[Records from a data collection]
────────

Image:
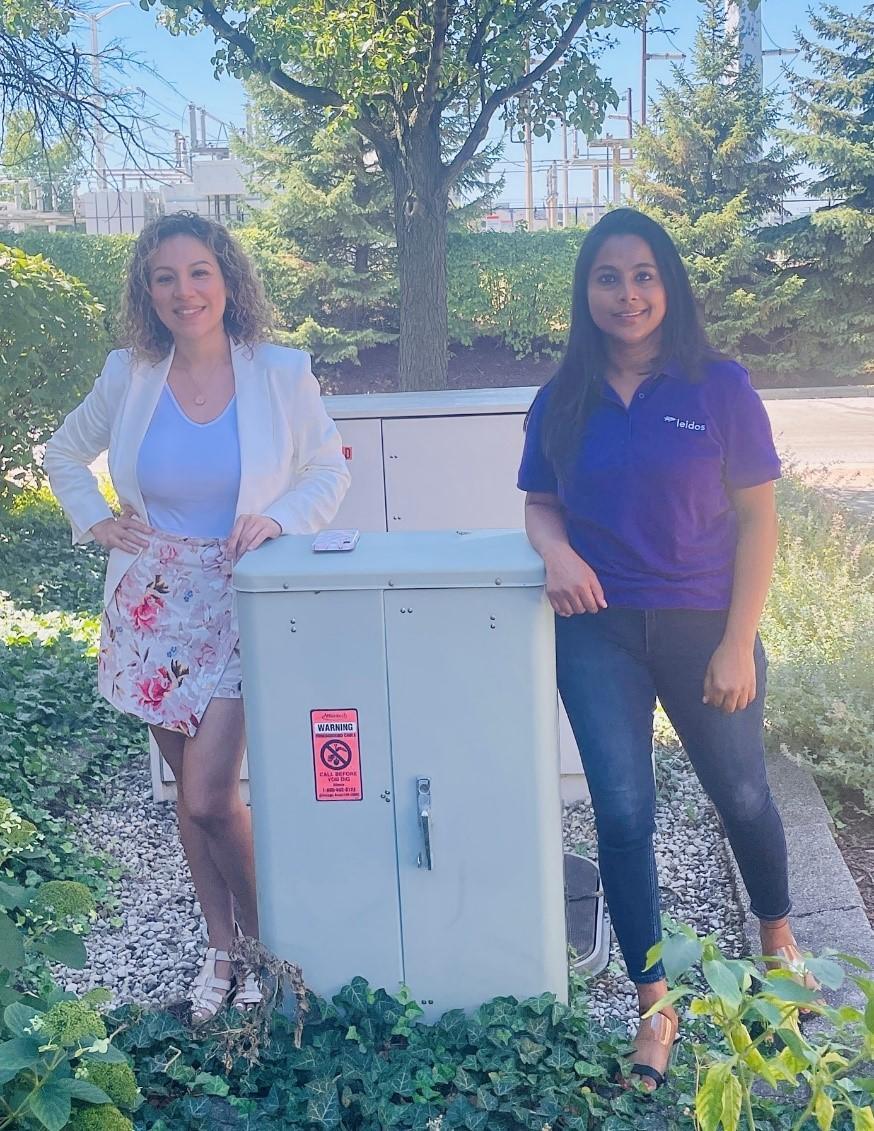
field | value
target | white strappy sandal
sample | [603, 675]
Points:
[209, 992]
[248, 994]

────────

• Task goal
Replace "strappy sandal" with "ankle-strap sandal" throughout the data above and reproduce it otherwise unchanged, leaving out the pictures.

• Response to this task
Image:
field | value
target | white ankle-strap sandal
sample | [603, 675]
Points:
[209, 992]
[248, 994]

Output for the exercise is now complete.